— BEGIN Records provided —
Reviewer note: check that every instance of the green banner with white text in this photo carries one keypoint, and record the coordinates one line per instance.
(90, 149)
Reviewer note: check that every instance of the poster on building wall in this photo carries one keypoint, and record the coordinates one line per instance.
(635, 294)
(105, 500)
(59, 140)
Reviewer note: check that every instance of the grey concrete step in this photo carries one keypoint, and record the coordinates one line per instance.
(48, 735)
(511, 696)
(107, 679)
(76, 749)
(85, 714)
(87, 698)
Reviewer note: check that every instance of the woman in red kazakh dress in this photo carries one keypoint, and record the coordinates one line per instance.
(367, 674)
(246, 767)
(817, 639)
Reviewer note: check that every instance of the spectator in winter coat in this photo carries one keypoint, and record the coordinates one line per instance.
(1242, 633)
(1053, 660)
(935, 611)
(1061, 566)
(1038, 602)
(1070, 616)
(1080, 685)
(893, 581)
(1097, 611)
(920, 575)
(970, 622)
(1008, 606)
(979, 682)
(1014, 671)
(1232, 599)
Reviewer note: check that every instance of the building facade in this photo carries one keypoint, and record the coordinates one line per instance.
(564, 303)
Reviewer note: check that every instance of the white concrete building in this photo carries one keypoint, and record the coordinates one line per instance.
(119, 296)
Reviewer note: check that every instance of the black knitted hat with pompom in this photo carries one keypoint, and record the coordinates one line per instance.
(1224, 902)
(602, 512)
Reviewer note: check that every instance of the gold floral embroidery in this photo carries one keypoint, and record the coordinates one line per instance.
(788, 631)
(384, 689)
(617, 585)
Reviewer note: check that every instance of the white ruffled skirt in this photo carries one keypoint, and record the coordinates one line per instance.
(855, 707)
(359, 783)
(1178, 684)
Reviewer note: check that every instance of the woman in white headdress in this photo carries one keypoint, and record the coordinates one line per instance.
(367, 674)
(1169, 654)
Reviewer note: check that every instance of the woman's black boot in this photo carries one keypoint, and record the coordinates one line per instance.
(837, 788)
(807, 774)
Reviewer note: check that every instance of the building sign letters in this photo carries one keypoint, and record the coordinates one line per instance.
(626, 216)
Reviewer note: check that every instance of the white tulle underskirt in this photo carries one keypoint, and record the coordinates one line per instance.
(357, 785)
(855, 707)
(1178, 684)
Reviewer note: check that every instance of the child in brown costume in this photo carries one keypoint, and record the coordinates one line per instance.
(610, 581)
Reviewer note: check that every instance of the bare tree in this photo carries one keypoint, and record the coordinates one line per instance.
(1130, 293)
— END Records provided —
Could you rewrite the listing above as a Markdown table with a "Index" column numbering each row and a "Content" column holding the line itself, leaving out any blank lines?

| Index | Content |
|---|---|
| 1 | Reviewer note: check that every instance of the green banner with white text in this photo carries one keypoint, and record the coordinates one line per instance. |
| 2 | (90, 149) |
| 3 | Reviewer note: check that every instance of the poster on building wall in this photo carries one keypoint, and record the coordinates one line per instance. |
| 4 | (635, 294) |
| 5 | (105, 500) |
| 6 | (59, 140) |
| 7 | Reviewer note: check that every instance of the grey concrete step in this photo carries one keypoint, and record the coordinates one line per instance. |
| 8 | (48, 735) |
| 9 | (511, 696) |
| 10 | (107, 679) |
| 11 | (76, 749) |
| 12 | (85, 714) |
| 13 | (87, 698) |
| 14 | Reviewer note: check that every instance of the woman in red kazakh dress in this photo carries one keypoint, and record the coordinates one line per instance. |
| 15 | (367, 674) |
| 16 | (246, 767) |
| 17 | (817, 639) |
| 18 | Reviewer note: check that every instance of the spectator in winter coat in this photo carries one keypoint, and record the coordinates one line per instance. |
| 19 | (1242, 633) |
| 20 | (1053, 660) |
| 21 | (935, 611) |
| 22 | (1061, 566) |
| 23 | (1038, 602) |
| 24 | (1070, 616) |
| 25 | (1080, 685) |
| 26 | (893, 581) |
| 27 | (1097, 611) |
| 28 | (920, 575) |
| 29 | (970, 622) |
| 30 | (1008, 606) |
| 31 | (979, 682) |
| 32 | (1014, 671) |
| 33 | (1232, 599) |
| 34 | Reviewer note: check that every instance of the building facade in this photo carries one keypoint, and record the coordinates one line per instance. |
| 35 | (564, 303) |
| 36 | Reviewer note: check that every instance of the white concrete building in this photo carries one keypoint, and record the coordinates one line per instance. |
| 37 | (119, 296) |
| 38 | Reviewer note: check that every instance of the black knitted hat with pompom in this photo carries one keypoint, and record the coordinates one line per instance. |
| 39 | (1224, 902) |
| 40 | (602, 512) |
| 41 | Reviewer note: check that every instance of the gold floral embroidery in this photo carries one keypoint, and record the coordinates one line per instance. |
| 42 | (788, 631) |
| 43 | (384, 689) |
| 44 | (617, 585) |
| 45 | Reviewer note: check that every instance of the white ruffled skirt in this photo carries one keypoint, and record the coordinates one line per instance. |
| 46 | (855, 707) |
| 47 | (359, 783) |
| 48 | (1178, 684) |
| 49 | Reviewer note: check that every instance of the woman in white headdress in this photo carries one keypoint, and record the coordinates one line per instance. |
| 50 | (367, 674) |
| 51 | (1169, 654) |
| 52 | Reviewer note: check that every instance of the woman's black boot in this photo carries one keypoint, and record the coordinates one line per instance. |
| 53 | (837, 788) |
| 54 | (807, 774) |
| 55 | Reviewer note: check that every instance of the building sign letters in this photo carries one keypoint, and record the coordinates one line per instance. |
| 56 | (626, 216) |
| 57 | Reviewer note: check that every instance of the white tulle underskirt in this photo carries one keypoint, and record the coordinates one line per instance. |
| 58 | (357, 785) |
| 59 | (855, 707) |
| 60 | (1178, 684) |
| 61 | Reviewer note: check that every instance of the child in brown costume in this photo carries one keypoint, and record the coordinates one line per instance. |
| 62 | (610, 581) |
| 63 | Reviewer note: check that every instance of the bare tree in this photo carries one keypoint, and record the coordinates one line per instance. |
| 64 | (1130, 293) |